▶ _SUPPLIED INFORMATION_:
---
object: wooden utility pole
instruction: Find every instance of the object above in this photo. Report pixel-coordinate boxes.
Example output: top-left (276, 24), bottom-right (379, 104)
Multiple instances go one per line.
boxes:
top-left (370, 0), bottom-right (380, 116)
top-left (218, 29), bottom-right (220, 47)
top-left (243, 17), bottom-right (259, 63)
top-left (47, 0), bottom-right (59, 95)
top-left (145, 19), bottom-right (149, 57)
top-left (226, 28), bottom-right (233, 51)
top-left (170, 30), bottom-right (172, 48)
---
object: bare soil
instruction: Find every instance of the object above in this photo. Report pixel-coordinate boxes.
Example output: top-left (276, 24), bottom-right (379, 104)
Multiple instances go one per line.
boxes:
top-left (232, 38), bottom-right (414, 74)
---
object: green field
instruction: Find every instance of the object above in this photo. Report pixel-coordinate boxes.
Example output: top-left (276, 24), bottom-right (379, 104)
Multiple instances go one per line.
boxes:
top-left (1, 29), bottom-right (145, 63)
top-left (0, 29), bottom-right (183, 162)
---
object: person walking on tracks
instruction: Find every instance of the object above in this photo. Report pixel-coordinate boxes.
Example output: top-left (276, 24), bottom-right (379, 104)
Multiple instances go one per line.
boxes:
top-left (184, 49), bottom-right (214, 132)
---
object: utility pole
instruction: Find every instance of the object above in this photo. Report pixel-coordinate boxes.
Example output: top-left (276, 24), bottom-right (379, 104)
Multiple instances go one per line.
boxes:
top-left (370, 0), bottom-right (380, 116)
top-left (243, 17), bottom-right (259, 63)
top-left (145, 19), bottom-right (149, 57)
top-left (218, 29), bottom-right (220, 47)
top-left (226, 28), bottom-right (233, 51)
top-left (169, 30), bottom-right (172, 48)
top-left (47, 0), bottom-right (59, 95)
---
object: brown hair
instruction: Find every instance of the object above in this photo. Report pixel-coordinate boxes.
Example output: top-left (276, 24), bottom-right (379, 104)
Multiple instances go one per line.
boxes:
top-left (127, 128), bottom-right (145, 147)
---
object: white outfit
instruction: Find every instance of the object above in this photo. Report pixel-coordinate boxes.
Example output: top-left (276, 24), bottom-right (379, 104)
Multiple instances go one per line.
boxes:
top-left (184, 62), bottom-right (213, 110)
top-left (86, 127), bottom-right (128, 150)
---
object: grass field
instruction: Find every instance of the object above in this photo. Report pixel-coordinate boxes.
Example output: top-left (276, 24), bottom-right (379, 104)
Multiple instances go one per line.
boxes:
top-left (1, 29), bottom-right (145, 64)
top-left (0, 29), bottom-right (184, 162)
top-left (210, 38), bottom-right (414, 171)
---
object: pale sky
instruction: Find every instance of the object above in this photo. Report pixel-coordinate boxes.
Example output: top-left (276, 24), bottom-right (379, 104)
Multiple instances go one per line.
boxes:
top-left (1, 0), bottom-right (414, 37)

▶ _GIVEN TASK_: Find every line in the rows above that contains the string "pole", matching case, and copy each of those lines.

▶ _EXERCISE RESULT_:
object: wooden utility pole
object: utility pole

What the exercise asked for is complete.